State how many of the rows below contain the word "shingle", and give only that number.

## AVAILABLE RECORDS
+--

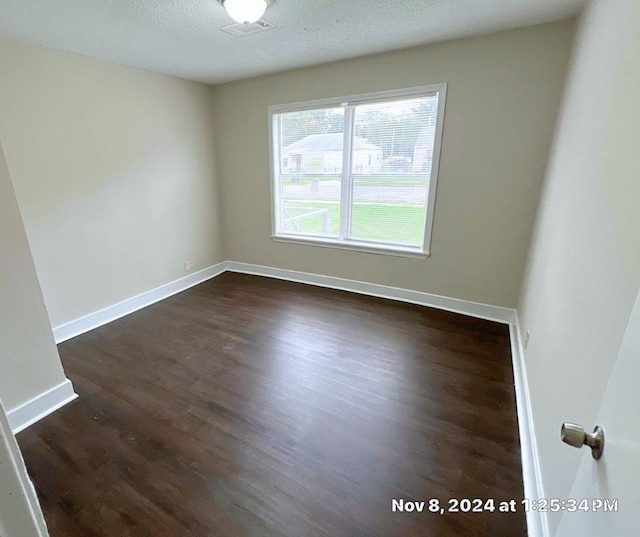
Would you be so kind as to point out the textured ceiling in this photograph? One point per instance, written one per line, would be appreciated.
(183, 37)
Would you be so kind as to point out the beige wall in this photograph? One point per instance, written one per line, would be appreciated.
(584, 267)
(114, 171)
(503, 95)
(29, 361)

+--

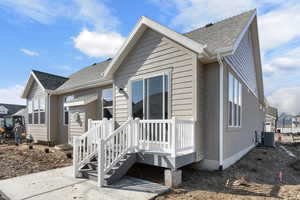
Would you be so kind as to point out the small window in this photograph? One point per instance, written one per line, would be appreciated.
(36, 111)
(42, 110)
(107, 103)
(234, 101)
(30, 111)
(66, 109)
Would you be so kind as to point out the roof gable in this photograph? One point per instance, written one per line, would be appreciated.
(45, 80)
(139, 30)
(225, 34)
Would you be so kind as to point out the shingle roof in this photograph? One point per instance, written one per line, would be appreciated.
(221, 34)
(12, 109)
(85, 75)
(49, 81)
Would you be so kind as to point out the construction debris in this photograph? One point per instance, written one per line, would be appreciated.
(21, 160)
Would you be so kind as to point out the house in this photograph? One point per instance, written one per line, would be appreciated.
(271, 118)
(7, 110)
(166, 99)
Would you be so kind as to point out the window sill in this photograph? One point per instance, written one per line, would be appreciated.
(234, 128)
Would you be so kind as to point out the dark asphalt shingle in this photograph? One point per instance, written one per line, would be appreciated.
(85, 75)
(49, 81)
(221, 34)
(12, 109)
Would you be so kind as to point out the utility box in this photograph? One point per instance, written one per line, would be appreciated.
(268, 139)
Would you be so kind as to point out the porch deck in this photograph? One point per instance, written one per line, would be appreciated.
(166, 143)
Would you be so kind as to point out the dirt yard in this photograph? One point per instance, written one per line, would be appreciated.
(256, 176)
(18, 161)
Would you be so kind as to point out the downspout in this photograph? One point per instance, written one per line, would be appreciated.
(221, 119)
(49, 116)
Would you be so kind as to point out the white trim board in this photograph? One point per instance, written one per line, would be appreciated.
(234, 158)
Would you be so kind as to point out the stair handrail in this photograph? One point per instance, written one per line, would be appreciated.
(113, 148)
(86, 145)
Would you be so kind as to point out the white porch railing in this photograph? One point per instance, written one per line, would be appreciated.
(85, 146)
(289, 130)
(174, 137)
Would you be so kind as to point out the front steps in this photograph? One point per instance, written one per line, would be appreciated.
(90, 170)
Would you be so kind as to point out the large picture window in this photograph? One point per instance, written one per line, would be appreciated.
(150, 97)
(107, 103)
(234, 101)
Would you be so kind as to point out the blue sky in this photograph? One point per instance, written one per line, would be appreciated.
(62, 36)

+--

## RESULT OF THIS EXERCISE
2